**SOURCE RECORDS:**
□ □ □ □ □
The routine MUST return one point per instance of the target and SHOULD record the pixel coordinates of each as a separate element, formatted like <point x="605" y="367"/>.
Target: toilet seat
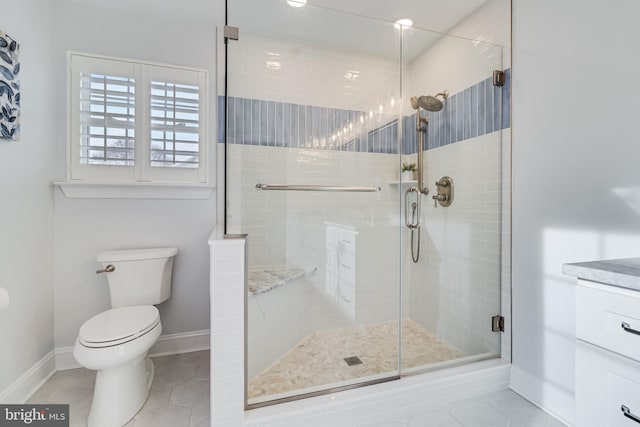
<point x="118" y="326"/>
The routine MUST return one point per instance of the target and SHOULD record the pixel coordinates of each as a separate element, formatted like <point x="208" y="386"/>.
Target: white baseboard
<point x="28" y="383"/>
<point x="549" y="398"/>
<point x="167" y="344"/>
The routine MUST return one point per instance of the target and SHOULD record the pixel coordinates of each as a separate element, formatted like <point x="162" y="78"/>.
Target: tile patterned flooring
<point x="318" y="359"/>
<point x="500" y="409"/>
<point x="179" y="394"/>
<point x="180" y="398"/>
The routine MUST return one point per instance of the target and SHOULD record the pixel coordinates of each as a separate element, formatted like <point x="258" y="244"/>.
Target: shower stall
<point x="319" y="109"/>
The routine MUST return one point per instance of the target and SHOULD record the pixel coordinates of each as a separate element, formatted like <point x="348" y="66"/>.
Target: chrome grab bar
<point x="287" y="187"/>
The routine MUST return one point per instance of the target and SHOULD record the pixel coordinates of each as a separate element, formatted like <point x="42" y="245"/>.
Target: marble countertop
<point x="624" y="272"/>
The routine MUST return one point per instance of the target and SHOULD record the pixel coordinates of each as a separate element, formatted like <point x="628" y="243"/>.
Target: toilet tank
<point x="140" y="277"/>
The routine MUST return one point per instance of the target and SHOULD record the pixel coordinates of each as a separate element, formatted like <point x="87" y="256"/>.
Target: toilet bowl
<point x="116" y="342"/>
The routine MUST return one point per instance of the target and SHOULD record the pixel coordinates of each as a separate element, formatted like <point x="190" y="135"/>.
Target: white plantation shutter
<point x="175" y="125"/>
<point x="107" y="119"/>
<point x="133" y="121"/>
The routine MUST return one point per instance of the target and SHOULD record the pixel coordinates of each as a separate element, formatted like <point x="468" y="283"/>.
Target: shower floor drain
<point x="353" y="360"/>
□ □ □ □ □
**GIVEN INSTRUCTION:**
The records above need to be restated word for word, with the pictures left out.

**ANSWER TO THIS TASK:**
The routine MUST return one point per instance of the target and SHOULD record the pixel coordinates of each as a separate element, formatted like <point x="605" y="367"/>.
Target: toilet seat
<point x="118" y="326"/>
The routine MUST return one point per instance of the target and SHOULD record the pixel coordinates of each as a separate element, formatted like <point x="208" y="386"/>.
Target: white baseboard
<point x="28" y="383"/>
<point x="549" y="398"/>
<point x="167" y="344"/>
The routine MUST return one point per instance of the target and SHOULD record the pixel coordinates of each as a separate element, formatted like <point x="162" y="78"/>.
Target: tile patterned flooring
<point x="318" y="359"/>
<point x="500" y="409"/>
<point x="179" y="394"/>
<point x="180" y="398"/>
The routine MUST return one point per instance of the target and SHOULD record the pixel coordinates of each as a separate element, formatted like <point x="258" y="244"/>.
Target: shower stall
<point x="319" y="109"/>
The routine MUST return one point per instance of the target and SHOULD record the pixel coordinates of each as a separate element, formatted like <point x="348" y="66"/>.
Target: chrome grab bar
<point x="287" y="187"/>
The routine MUST return one point per instance of the target and SHOULD record the pixel coordinates of each as a separate element, formatted like <point x="42" y="245"/>.
Target: marble countertop
<point x="624" y="272"/>
The routine MUST return one point per instance of the target and SHOULD record the pixel coordinates of each as a separate element, formatted like <point x="628" y="243"/>.
Target: toilet tank
<point x="140" y="277"/>
The routine MUST return one point per instance of the target and SHOULD record the pixel coordinates of each as a separate element, formatted like <point x="87" y="256"/>.
Target: toilet bowl
<point x="116" y="342"/>
The routine MUST return one point per instance of the target and SHOULD record the pixel coordinates of each as a separate element, formatted like <point x="190" y="135"/>.
Target: white plantation shutter
<point x="175" y="125"/>
<point x="107" y="119"/>
<point x="133" y="121"/>
The routine MUST return one point per instance of the target and SHOULD record the pixel coordinates of each as a separate element, formatted like <point x="468" y="283"/>.
Target: shower floor drain
<point x="353" y="360"/>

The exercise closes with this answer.